WHAT IS REQUIRED. Output, without alteration, the first line of the entries and each line after it, stopping with the line that contains "[locate] potted plant".

Stored dataset items:

☆ ☆ ☆ ☆ ☆

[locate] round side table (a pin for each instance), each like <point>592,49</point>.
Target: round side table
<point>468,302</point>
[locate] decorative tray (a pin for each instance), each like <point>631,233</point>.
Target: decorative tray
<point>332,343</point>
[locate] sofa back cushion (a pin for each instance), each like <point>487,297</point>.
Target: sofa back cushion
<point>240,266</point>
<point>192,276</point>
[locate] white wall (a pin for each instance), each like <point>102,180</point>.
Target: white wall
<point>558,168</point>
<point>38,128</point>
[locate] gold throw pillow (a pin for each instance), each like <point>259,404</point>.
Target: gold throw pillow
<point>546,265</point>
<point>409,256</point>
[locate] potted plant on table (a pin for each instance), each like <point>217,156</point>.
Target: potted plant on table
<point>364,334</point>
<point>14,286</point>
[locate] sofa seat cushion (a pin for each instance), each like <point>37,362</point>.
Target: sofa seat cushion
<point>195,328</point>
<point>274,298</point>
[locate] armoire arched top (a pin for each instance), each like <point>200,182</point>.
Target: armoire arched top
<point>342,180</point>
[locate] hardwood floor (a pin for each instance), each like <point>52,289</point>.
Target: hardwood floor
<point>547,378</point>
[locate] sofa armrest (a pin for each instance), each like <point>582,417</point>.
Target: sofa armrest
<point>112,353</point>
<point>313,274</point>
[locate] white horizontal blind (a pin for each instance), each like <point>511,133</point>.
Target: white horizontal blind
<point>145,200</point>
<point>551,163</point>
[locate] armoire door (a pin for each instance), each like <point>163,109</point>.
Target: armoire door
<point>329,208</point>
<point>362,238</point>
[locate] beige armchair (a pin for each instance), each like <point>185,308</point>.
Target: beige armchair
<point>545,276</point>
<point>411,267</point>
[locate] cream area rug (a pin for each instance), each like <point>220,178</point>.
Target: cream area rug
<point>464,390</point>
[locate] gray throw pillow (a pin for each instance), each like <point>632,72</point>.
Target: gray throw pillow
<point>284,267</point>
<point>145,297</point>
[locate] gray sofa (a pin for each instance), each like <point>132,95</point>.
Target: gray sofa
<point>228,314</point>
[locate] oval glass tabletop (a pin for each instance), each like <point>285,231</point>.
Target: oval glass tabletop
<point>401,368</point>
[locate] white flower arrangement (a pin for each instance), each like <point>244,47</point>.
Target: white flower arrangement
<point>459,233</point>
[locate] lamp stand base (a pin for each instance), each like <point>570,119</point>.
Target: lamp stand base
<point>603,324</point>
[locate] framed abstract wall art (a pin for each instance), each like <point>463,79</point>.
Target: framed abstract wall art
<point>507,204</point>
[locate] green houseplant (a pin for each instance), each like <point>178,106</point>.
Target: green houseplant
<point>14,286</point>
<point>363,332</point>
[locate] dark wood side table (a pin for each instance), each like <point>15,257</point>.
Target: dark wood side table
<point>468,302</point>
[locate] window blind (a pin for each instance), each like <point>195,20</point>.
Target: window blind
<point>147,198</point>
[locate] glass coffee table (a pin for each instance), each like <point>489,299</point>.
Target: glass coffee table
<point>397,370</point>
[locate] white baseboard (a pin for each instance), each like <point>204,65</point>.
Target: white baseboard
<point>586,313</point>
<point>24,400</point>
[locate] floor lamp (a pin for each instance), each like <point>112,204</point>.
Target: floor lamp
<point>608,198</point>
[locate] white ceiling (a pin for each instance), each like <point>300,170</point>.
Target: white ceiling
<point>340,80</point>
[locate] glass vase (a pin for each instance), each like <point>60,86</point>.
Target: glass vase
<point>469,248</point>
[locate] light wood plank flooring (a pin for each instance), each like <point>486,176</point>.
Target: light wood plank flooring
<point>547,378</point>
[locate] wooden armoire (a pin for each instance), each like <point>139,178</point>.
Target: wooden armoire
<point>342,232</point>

☆ ☆ ☆ ☆ ☆

COMPLETED EXERCISE.
[locate] round side table (a pin for each instance), each like <point>592,49</point>.
Target: round side table
<point>468,302</point>
[locate] decorative tray (a pin for each instance), each like <point>631,233</point>.
Target: decorative tray
<point>332,343</point>
[locate] sofa back cushion (a pin for each instance), each like <point>487,297</point>.
Target: sofa back cushion
<point>240,266</point>
<point>192,276</point>
[locate] white wall (a pin for each instance), each like <point>102,180</point>.
Target: white wall
<point>558,168</point>
<point>38,128</point>
[locate] gold throw pillow (a pin for each instance), each like <point>259,404</point>.
Target: gold throw pillow
<point>546,265</point>
<point>409,256</point>
[locate] potted plant on table (a pin for each instance), each like <point>217,156</point>.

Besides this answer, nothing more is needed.